# WHAT THE TASK REQUIRES
Copy out each line of the listing below that contains the string "sailboat". Matching is case-sensitive.

# TASK DATA
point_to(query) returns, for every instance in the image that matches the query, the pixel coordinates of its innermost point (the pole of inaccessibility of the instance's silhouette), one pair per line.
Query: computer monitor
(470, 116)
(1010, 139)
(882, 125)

---

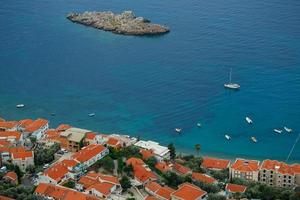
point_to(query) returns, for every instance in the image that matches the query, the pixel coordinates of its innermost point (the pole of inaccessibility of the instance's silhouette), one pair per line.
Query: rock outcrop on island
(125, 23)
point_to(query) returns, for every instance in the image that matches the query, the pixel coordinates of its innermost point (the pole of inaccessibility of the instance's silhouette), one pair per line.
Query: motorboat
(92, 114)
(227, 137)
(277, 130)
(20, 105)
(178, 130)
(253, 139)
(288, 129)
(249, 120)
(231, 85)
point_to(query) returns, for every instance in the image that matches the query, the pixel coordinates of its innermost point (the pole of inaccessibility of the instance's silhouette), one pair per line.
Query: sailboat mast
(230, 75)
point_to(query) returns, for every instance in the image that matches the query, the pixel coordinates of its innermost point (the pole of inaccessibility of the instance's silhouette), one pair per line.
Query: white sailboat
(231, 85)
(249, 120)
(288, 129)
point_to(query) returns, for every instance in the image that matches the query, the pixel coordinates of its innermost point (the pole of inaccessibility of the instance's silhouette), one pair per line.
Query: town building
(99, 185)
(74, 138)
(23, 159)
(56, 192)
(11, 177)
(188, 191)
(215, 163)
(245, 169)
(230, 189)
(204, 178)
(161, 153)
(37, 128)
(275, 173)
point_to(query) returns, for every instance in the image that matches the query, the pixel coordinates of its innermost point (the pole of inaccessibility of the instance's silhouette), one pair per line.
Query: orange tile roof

---

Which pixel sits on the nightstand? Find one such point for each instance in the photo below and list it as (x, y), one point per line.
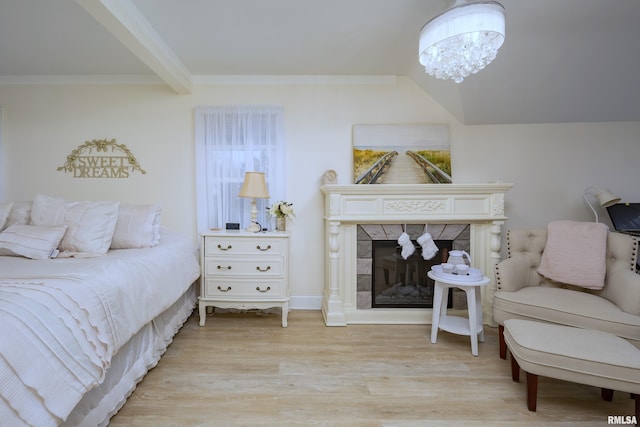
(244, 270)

# EXPECTED ANSWER
Query: sailboat mast
Query: white sailboat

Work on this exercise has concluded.